CHALLENGE A ▸
In the entries from the line with "Note: pick out each instance of the blue hard" up to and including the line with "(1081, 760)", swap "bare tree" for "leafless tree". Give back only those lines, with nothing else changed.

-- Start of TEXT BLOCK --

Editor’s note: This is an edition of “Advance,” a newsletter from the Thomas B. Fordham Institute written by Brandon Wright, our Editorial Director, and published every other week. Its purpose is to monitor the progress of gifted education in America, including legal and legislative developments, policy and leadership changes, emerging research, grassroots efforts, and more. You can subscribe on the Fordham Institute website and the newsletter’s Substack. This week's edition features a guest perspective from Paula Olszewski-Kubilius and Evan Glazer.
Introductory analysis by Brandon Wright
There are, as I’ve written before, two simple truths about gifted education: It’s a clear and substantial good for millions of students and the country’s future—and it can be much better than it is in most places and than it has been for decades. One of the biggest failings over that time has been the field’s tendency to exclusivity, with programs almost everywhere neglecting students who are Black, Hispanic, low-income, and from other underserved backgrounds. This is especially true in America’s most selective and specialized high schools. But work is underway at these institutions to remedy this, and the best of these efforts—like those of the Illinois Math and Science Academy described by Paula Olszewski-Kubilius and Evan Glazer below—suggest that leaders are committed to and capable of balancing excellence and equity in their classrooms.
Selective high schools are a valuable resource. They have long provided unique benefits to the students who attend them, especially those from marginalized families. This is due, in important part, to superior educational elements like course offerings, peer influence, instructors, and alumni networks. Their students demand and take more advanced classes, for instance, that can cover content more quickly and deeply—especially in challenging fields like mathematics, physics, and computer science. This attracts exceptional faculty who are prepared and eager to lead such courses.

-- End of TEXT BLOCK --
-- Start of DATA SHOWN --

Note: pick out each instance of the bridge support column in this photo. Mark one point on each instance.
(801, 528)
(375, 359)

-- End of DATA SHOWN --
-- Start of DATA SHOWN --

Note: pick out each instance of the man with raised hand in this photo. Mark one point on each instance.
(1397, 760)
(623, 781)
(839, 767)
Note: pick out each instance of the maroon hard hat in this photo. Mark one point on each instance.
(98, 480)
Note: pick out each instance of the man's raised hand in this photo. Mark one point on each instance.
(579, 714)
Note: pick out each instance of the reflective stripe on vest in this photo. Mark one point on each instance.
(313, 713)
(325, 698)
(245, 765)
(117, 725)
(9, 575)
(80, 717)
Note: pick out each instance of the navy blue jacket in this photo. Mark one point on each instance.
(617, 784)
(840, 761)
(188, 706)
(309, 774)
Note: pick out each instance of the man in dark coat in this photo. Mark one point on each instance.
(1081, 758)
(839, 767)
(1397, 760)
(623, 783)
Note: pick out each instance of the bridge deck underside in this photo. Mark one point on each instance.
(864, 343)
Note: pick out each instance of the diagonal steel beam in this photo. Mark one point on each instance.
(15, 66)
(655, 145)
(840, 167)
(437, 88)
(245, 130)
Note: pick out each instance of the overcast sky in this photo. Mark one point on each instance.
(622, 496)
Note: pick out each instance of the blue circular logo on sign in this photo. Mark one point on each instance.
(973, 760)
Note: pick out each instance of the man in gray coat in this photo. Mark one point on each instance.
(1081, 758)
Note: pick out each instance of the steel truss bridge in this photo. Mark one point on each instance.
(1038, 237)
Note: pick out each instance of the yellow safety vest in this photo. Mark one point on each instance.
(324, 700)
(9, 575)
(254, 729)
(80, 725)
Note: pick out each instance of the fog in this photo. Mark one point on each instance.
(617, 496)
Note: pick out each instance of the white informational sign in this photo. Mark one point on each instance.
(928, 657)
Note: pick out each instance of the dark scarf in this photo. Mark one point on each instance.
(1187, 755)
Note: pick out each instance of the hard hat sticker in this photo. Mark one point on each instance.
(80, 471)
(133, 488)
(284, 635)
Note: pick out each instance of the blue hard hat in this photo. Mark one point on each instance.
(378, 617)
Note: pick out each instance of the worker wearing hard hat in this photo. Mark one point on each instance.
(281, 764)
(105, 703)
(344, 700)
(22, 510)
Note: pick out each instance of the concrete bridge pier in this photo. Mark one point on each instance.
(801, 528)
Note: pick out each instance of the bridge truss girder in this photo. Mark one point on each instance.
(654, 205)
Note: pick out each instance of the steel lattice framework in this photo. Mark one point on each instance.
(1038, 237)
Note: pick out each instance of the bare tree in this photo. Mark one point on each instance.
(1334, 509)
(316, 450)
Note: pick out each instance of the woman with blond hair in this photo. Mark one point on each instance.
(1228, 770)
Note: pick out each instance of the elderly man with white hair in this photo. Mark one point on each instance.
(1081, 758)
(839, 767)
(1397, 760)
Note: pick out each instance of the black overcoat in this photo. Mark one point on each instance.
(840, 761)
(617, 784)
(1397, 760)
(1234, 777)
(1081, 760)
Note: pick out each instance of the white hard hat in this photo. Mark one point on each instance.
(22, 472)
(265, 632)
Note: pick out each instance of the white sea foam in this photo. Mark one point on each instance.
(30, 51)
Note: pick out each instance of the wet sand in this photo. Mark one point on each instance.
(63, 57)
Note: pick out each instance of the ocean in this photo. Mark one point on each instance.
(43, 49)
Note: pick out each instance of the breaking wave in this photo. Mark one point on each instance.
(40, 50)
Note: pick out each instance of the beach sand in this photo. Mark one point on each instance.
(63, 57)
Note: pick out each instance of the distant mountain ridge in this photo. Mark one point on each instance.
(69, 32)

-- End of DATA SHOWN --
-- Start of DATA SHOWN --

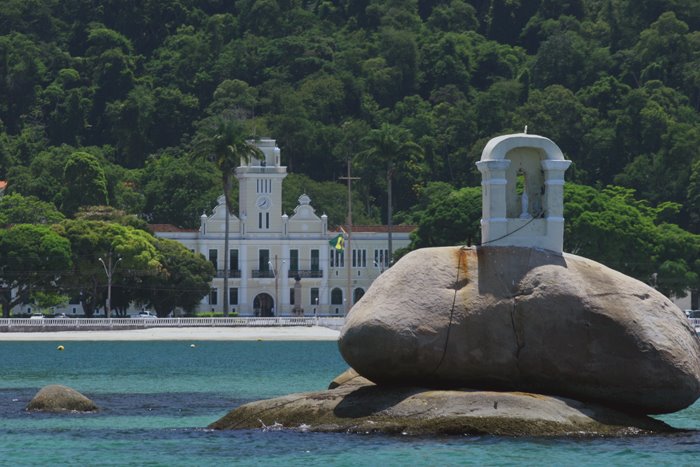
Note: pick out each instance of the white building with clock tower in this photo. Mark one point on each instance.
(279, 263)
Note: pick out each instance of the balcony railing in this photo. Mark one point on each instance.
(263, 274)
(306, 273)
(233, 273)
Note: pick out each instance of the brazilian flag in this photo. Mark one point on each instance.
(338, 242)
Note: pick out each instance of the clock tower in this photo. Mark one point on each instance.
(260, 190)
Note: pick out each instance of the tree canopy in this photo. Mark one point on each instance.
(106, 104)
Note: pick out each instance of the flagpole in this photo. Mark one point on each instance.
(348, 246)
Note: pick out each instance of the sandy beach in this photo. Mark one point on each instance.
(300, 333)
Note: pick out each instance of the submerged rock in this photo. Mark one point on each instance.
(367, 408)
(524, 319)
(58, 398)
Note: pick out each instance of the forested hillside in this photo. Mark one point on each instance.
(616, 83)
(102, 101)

-- End of DATA SHOWN --

CHALLENGE B ▸
Continue the newsletter passage on gifted education and selective high schools, starting after its final sentence.

TASK OUTPUT A ▸
Note: pick out each instance of the blue hard hat in this photo. Mark one point on each instance.
(378, 617)
Note: pick out each instance of the worker wearing hard hat in this photo. Mark one point on each instance.
(281, 764)
(105, 703)
(344, 700)
(22, 510)
Note: pick out each instance of the concrete bridge pier in this photo. Mark one point on each instance.
(801, 528)
Note: pick out each instance of the bridge truss girder in this photo. Mark one point on each instance.
(654, 205)
Note: pick out each instance of the steel lattice framework in this photo. Mark one point on each instance.
(1038, 237)
Note: pick out each instance of the leafless tree in this photo. Mark one point on each instance.
(1334, 509)
(316, 450)
Note: pick out each instance of the woman with blond hair in this photo. Mark one point on each instance.
(1228, 770)
Note: pick out each instance of the elderly man with white hair in this photo. Mark one point on each instance.
(1081, 758)
(839, 767)
(1397, 760)
Note: pick out each instance of the black overcoat in this photo. Mark one point on each instance.
(840, 761)
(617, 784)
(1397, 760)
(1234, 777)
(1081, 760)

TASK OUTPUT B ▸
For just as long, however, these institutions have struggled to enroll students from underserved backgrounds. In most places, the racial profile of admitted teenagers has been significantly more affluent, White, and Asian than the district-, region-, or state-wide populations. In New York City, for example, one-tenth of those who attend are Black and Hispanic, even though two-thirds of the district consists of such students. Similar figures exist elsewhere. That’s disturbing but not necessarily surprising, given the country’s enormous racial achievement gaps that are already huge when children begin kindergarten.
The challenge is fixing the bad in a manner that doesn’t destroy the good. This is difficult, and recent efforts to diversify admissions have often been done hastily, with too little thought given to their legality or impact. A federal judge, for example, ruled that changes at Thomas Jefferson High School in Fairfax, Virginia, were “racial balancing for its own sake” and therefore “patently unconstitutional.” (The effects of the ruling have been put on hold pending appeal.) And a study examining reforms in Chicago found, as the 74 reported, that students at its “selective enrollment high schools see no improvement in their test scores. In fact, academic records show that they earned worse grades and GPAs than their peers who were rejected from the schools.” Moreover, “the most disadvantaged saw the biggest declines. Disturbingly, they were also less likely to enroll in selective colleges than similar kids who weren’t offered admission to an elite high school.”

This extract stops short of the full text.